* _Requirements_
Return, word for word, only the lines from the one containing "Where can the man be" through the last line of the entries.

========================

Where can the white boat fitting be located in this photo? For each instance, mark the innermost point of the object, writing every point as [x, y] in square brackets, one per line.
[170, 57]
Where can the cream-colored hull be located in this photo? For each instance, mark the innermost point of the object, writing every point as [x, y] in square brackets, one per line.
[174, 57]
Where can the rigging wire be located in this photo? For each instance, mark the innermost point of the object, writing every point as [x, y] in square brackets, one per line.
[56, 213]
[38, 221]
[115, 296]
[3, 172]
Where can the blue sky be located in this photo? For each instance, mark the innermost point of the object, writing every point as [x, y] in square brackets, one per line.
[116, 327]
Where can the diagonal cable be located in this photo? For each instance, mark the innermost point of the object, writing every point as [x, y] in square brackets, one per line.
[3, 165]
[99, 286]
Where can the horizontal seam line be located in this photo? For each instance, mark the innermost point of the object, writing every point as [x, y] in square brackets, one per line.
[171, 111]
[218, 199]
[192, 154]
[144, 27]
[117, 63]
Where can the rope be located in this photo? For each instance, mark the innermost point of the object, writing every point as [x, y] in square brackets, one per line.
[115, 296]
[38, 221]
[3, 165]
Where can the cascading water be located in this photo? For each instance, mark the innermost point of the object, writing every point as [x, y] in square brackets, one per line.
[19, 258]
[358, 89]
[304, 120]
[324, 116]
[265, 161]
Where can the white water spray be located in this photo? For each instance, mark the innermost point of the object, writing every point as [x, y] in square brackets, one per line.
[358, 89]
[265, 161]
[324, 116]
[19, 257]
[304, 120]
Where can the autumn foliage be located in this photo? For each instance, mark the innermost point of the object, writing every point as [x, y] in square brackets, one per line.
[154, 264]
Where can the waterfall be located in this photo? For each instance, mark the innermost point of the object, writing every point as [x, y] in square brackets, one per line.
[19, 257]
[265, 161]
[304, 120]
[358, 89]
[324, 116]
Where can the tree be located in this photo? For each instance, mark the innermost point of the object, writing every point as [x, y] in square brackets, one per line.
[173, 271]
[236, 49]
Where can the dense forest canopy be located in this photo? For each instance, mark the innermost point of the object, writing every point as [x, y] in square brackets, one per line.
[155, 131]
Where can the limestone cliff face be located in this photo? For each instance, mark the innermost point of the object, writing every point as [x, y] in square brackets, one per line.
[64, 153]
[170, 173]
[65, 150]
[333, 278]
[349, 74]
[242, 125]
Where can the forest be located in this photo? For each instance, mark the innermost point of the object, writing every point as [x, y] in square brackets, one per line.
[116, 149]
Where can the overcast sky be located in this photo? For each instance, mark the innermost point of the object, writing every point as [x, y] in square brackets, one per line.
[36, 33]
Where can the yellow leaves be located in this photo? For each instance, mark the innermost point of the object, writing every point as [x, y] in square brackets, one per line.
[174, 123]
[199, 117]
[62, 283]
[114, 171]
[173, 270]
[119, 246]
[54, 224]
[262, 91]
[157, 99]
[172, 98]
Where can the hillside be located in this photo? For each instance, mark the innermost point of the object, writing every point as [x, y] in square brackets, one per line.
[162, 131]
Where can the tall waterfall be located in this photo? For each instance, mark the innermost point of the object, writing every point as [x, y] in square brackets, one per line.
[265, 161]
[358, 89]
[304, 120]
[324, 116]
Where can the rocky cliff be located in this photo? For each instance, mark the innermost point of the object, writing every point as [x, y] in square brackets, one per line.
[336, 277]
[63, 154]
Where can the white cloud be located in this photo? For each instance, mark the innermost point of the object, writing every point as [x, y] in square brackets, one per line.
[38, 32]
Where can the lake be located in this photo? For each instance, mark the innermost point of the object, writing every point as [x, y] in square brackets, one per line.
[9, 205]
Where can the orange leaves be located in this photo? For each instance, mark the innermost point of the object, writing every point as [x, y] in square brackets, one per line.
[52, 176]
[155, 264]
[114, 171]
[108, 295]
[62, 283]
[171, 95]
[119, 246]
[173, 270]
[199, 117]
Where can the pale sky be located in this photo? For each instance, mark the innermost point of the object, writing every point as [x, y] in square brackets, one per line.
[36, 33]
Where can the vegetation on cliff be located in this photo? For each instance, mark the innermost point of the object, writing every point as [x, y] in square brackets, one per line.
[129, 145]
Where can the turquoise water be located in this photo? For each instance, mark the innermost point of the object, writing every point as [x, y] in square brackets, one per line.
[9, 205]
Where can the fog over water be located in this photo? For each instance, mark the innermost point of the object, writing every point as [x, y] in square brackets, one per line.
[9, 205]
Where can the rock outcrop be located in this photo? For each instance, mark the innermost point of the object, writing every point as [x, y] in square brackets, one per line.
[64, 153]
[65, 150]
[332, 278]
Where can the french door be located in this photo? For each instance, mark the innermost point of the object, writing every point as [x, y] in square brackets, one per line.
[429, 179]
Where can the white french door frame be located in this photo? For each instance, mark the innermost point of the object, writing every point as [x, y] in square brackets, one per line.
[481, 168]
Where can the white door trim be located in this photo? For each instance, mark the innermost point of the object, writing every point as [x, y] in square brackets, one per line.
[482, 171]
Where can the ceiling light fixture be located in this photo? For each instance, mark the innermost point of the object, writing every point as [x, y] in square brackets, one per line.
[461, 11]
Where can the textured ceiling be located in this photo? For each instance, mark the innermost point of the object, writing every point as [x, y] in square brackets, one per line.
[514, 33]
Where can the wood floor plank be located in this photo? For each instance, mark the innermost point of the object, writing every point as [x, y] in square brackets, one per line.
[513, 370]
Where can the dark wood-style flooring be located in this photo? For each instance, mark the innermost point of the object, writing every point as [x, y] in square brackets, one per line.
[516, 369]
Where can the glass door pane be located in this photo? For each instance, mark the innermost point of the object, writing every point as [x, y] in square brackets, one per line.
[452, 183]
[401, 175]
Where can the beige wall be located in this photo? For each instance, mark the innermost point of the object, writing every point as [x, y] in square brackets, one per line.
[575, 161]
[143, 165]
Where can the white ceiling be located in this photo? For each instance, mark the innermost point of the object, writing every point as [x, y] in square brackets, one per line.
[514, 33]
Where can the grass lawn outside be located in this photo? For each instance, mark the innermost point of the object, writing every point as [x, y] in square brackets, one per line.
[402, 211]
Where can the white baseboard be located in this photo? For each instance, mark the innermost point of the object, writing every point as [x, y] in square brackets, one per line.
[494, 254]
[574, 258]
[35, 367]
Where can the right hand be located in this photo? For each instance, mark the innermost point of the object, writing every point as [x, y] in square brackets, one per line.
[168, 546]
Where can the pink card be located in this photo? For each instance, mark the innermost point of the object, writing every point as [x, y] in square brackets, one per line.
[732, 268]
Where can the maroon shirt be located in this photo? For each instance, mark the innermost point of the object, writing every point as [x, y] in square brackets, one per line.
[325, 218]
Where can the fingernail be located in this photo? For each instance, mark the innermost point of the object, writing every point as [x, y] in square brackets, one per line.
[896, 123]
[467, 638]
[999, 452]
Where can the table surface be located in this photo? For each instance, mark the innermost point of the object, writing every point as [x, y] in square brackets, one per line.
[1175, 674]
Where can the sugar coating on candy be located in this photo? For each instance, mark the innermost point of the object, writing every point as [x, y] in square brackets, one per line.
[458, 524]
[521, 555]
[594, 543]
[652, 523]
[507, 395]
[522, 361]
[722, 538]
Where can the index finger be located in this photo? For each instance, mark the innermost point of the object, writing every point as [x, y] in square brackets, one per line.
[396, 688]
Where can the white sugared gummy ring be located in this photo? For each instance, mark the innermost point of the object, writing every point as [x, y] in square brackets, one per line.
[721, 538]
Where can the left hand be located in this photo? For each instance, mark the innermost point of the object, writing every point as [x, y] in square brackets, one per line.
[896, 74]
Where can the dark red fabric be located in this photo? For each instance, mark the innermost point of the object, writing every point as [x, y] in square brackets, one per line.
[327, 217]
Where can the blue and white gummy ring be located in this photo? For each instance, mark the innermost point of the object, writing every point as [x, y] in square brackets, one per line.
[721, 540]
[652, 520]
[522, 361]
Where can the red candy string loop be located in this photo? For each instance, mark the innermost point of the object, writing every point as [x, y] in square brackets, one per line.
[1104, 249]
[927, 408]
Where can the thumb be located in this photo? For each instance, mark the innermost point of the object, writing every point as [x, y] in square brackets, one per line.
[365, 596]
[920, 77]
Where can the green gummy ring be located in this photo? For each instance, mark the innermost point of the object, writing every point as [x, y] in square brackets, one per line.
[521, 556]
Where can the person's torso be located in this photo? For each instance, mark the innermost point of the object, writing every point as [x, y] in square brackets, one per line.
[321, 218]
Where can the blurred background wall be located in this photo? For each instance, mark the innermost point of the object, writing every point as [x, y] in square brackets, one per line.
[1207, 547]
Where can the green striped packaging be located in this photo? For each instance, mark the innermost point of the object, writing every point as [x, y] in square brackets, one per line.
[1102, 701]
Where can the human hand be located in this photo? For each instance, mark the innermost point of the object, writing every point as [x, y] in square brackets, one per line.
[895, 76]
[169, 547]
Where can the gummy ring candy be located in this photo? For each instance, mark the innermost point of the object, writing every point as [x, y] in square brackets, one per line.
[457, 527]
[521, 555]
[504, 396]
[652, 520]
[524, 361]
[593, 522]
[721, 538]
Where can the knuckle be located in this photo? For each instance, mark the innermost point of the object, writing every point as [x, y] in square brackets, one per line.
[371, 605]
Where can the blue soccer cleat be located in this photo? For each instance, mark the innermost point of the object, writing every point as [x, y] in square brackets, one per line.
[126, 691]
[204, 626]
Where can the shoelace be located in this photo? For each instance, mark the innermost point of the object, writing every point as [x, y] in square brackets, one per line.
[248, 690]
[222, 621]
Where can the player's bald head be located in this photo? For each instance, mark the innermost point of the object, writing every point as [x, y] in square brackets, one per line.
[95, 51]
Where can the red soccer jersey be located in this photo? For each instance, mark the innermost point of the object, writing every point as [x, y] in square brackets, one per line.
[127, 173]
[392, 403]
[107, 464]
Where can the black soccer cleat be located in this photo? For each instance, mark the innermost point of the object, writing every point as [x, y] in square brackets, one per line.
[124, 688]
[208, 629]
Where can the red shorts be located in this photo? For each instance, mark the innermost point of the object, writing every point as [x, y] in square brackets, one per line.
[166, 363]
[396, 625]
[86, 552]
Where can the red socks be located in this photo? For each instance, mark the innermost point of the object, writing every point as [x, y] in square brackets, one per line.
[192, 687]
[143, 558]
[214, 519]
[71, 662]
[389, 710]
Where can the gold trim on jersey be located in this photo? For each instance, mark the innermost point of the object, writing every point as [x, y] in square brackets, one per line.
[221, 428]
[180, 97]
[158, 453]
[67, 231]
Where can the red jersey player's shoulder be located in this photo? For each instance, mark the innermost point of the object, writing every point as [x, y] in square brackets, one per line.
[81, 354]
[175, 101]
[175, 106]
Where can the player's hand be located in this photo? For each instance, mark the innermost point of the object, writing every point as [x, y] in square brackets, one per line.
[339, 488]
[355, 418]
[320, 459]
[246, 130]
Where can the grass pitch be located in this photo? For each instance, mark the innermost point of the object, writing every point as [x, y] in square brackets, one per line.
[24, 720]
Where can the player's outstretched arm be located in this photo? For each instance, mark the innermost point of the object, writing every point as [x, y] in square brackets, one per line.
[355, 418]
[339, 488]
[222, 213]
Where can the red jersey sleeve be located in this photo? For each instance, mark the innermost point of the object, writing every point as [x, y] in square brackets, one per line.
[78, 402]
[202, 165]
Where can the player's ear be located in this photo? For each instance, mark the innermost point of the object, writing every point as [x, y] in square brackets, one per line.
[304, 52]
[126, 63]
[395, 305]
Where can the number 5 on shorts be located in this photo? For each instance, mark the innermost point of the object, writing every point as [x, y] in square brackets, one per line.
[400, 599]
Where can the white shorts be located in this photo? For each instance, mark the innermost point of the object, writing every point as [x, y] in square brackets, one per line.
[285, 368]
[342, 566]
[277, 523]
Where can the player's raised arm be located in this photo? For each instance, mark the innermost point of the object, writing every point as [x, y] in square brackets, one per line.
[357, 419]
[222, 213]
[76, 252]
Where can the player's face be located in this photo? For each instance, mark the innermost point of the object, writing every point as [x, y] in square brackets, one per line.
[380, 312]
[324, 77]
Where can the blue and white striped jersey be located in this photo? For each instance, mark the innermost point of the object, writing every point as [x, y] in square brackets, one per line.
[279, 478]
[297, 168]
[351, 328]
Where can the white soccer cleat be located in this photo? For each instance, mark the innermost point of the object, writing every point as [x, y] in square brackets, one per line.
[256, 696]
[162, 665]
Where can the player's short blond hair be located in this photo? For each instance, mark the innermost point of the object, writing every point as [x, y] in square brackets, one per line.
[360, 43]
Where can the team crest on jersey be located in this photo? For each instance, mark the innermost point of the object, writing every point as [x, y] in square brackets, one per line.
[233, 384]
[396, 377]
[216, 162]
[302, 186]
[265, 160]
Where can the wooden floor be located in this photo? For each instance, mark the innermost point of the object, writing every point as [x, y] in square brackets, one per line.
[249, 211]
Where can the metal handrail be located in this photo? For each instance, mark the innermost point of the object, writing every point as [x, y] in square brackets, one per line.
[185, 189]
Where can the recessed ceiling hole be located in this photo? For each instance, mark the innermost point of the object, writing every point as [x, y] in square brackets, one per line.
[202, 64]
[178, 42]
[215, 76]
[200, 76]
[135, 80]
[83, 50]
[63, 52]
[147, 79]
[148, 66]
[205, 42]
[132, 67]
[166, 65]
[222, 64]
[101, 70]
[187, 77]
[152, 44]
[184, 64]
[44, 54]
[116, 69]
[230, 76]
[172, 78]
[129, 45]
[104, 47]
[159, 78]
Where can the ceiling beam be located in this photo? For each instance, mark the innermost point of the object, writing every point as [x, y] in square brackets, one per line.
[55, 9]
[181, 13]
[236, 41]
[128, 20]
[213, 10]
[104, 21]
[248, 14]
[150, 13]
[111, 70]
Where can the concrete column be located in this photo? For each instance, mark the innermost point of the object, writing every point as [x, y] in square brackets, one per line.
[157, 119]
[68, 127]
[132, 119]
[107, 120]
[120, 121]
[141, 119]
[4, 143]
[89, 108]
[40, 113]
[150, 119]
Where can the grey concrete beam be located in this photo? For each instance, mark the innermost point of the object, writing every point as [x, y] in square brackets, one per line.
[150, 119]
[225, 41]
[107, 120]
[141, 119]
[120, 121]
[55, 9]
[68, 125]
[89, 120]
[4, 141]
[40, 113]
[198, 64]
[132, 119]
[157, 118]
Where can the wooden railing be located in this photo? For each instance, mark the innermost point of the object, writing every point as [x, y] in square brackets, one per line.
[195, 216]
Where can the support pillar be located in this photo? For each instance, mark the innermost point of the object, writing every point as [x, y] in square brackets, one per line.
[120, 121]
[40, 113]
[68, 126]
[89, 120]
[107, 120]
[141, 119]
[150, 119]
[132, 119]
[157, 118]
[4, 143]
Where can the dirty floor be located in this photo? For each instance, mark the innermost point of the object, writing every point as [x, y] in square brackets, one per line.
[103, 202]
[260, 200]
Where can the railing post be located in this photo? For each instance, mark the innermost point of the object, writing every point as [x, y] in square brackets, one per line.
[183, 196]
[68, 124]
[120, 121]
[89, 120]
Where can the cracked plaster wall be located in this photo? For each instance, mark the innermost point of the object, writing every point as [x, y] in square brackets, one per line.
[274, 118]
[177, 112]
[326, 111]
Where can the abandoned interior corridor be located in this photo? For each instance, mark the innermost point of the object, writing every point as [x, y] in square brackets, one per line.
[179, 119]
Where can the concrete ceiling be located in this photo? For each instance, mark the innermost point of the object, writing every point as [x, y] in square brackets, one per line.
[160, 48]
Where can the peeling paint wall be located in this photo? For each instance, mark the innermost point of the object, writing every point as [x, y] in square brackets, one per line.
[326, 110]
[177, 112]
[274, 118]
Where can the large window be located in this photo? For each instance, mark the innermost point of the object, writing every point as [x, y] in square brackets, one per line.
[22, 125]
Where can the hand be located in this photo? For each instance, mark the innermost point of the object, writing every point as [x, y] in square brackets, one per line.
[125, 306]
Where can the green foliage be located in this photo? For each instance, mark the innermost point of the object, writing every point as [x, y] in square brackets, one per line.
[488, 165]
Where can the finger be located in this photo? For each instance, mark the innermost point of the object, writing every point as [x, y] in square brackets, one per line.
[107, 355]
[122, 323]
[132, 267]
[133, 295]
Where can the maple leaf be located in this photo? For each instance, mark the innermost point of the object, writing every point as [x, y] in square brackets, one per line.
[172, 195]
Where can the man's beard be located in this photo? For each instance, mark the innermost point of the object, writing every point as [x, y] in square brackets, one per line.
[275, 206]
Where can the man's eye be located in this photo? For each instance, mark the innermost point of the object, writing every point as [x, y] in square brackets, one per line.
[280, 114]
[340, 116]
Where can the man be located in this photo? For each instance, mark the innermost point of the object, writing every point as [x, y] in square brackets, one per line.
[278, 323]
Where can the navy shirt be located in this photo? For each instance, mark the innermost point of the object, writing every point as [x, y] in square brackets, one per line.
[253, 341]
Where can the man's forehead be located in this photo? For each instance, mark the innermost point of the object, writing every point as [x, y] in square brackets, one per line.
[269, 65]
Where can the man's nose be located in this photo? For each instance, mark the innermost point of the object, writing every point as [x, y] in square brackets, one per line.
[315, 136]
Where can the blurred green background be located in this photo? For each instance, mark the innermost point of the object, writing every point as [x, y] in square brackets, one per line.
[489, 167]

========================

* _Problem solution_
Where can the man be located in this photo? For each instance, mark the innermost point of the object, writing every point as [x, y] in square brackets, one per line.
[278, 323]
Where can the navy shirt be located in this photo? For each instance, mark the innermost point of the object, writing every point as [x, y] in square brackets, one per line.
[253, 341]
Where can the man's forehead be located in this photo? For each instance, mark the innermost point of the object, writing every point as [x, y] in square brackets, one per line.
[269, 65]
Where can the man's nose be located in this photo? For each instance, mark the innermost point of the object, writing every point as [x, y] in square brackets, one per line.
[315, 136]
Where can the blurred green background be located in this photo? For each instance, mark the innermost point of the object, writing every point as [x, y] in square brackets, one per line.
[489, 167]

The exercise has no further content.